- _What the task asks_
Rewrite the lines of the entries below as a numbered list, from the line containing "Pin the balcony" through the last line of the entries, both ends included. Skip any blank lines.

- _Dataset rows_

☆ ☆ ☆

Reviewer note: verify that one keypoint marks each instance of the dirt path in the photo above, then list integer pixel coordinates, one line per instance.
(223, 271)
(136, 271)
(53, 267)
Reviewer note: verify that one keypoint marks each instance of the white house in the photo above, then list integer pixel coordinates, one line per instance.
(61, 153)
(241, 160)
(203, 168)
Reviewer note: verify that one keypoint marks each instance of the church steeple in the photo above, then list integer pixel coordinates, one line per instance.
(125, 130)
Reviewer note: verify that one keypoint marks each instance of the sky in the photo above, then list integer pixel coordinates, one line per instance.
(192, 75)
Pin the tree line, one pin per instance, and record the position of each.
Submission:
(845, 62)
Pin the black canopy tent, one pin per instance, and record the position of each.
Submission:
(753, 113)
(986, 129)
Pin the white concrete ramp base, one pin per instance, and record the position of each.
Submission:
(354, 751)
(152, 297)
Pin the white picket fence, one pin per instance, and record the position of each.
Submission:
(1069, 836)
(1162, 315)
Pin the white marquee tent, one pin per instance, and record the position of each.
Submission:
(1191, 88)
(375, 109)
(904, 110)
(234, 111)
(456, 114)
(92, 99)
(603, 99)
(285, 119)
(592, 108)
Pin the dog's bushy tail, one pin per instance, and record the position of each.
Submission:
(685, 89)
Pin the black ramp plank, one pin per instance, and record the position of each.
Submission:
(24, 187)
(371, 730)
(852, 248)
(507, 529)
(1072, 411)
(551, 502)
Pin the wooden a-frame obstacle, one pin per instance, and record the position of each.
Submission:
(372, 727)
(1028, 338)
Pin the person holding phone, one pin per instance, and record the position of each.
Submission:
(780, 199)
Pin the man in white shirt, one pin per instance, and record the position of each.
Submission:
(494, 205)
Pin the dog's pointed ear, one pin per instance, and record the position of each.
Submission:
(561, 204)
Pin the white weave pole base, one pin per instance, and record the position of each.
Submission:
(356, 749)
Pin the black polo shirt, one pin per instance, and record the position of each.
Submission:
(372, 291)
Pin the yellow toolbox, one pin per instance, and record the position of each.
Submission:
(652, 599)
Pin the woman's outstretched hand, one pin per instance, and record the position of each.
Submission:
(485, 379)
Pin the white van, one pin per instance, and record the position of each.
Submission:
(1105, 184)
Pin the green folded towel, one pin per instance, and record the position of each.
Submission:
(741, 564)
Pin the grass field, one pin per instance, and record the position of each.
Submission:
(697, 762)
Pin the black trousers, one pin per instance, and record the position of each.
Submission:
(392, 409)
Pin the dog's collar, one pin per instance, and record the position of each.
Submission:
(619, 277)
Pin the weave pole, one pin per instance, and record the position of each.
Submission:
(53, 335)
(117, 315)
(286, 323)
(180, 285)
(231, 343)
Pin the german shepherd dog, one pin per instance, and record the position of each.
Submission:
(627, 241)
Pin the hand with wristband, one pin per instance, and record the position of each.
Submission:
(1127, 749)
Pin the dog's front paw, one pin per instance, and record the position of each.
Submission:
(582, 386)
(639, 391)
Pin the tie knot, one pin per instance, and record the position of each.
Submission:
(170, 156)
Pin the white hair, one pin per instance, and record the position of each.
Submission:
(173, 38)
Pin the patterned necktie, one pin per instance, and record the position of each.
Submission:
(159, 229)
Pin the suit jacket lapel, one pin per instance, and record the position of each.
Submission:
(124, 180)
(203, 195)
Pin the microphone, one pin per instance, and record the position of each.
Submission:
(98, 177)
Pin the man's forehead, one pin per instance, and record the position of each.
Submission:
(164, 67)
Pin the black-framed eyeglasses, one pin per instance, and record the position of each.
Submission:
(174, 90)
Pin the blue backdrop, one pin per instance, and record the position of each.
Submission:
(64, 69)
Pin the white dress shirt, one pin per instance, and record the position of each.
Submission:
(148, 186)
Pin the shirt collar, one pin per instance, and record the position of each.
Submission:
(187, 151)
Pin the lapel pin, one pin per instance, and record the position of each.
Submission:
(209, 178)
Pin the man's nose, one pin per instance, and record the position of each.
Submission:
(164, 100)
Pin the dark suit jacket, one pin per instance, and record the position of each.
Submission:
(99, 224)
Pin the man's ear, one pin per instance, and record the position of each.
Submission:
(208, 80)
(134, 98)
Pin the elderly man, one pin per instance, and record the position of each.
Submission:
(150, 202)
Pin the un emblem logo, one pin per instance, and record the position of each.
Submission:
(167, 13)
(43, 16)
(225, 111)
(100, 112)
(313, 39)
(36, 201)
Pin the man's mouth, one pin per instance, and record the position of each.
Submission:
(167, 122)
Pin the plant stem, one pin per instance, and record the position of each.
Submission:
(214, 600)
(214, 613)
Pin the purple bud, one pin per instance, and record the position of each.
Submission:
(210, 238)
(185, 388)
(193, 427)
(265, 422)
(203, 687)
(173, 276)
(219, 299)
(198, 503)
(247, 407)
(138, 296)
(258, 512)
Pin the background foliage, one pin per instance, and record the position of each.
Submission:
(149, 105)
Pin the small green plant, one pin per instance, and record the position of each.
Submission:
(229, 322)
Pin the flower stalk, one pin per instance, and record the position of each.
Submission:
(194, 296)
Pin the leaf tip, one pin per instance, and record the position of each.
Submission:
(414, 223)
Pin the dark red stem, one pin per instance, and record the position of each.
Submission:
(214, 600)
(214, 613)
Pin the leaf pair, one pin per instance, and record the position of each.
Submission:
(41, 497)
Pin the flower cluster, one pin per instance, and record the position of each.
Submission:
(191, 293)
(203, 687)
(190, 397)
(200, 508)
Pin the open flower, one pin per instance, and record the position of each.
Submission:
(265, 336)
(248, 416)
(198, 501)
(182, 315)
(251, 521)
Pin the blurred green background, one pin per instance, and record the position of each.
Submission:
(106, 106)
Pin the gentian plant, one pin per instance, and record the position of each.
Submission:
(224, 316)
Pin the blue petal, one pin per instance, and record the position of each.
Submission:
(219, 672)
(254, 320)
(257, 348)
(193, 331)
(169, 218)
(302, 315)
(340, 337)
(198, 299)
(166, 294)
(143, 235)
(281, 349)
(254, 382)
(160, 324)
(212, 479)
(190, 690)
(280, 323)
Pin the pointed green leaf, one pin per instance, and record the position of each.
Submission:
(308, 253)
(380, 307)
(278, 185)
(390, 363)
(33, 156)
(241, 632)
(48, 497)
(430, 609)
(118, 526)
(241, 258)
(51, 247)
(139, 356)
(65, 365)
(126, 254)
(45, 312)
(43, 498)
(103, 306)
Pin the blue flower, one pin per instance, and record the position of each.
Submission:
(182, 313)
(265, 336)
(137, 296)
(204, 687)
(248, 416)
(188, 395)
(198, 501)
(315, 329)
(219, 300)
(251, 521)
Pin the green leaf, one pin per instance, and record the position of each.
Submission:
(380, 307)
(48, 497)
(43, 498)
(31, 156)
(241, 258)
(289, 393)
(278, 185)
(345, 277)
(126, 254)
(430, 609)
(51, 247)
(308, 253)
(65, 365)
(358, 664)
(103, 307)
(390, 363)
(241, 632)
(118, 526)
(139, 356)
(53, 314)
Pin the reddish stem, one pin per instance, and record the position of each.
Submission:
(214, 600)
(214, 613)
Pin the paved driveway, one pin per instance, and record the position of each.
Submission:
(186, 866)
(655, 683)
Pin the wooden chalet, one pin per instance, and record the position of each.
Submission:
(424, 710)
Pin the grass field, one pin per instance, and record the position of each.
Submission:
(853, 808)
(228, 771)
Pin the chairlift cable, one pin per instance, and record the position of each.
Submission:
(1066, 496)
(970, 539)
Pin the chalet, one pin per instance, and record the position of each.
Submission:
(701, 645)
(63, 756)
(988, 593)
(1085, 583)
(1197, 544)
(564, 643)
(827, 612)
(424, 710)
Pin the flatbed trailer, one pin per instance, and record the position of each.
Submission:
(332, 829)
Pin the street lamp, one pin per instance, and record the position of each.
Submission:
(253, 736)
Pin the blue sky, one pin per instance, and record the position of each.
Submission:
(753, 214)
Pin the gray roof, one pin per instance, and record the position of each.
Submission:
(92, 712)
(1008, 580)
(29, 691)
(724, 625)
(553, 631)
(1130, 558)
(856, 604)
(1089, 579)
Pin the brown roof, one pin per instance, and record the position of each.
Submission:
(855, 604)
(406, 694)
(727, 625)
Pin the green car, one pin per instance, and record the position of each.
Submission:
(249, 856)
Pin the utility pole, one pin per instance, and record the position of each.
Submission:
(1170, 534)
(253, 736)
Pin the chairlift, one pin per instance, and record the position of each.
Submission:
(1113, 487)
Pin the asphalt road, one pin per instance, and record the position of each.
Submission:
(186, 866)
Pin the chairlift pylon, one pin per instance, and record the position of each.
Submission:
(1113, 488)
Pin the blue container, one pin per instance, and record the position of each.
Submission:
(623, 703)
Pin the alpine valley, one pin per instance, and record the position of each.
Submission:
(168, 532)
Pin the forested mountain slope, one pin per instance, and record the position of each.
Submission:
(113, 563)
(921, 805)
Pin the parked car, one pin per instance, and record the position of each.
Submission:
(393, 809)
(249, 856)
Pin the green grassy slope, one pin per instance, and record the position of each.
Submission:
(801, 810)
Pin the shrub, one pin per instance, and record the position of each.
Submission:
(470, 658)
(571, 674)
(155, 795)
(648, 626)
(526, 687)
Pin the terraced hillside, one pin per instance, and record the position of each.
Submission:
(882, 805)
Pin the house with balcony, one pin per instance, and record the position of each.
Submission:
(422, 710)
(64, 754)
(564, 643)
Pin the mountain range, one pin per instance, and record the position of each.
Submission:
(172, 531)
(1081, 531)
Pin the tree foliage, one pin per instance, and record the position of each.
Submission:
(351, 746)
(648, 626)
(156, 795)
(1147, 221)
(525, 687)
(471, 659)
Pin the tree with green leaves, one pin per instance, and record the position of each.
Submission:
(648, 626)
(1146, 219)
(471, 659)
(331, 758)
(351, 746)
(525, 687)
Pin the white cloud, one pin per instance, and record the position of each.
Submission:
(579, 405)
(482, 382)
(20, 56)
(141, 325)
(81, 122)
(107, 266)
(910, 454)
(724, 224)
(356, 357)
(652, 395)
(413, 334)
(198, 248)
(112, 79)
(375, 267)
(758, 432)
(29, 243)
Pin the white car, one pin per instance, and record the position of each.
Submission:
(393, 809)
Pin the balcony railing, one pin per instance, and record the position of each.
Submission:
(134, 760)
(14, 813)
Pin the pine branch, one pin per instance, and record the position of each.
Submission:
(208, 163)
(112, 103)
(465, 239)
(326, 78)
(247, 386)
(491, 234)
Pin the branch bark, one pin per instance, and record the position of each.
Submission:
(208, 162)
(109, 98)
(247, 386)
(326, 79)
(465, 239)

☆ ☆ ☆

- _Response_
1. Pin the balcony railing, one pin per instance, and record the position of each.
2. Submission:
3. (134, 760)
4. (14, 813)
5. Pin the pine branch, one pin per instance, and record the position of each.
6. Submission:
7. (208, 163)
8. (112, 103)
9. (465, 239)
10. (326, 78)
11. (247, 386)
12. (491, 234)
13. Pin the branch bark, one pin per instance, and record the position of each.
14. Submission:
15. (208, 162)
16. (109, 98)
17. (247, 386)
18. (326, 79)
19. (465, 239)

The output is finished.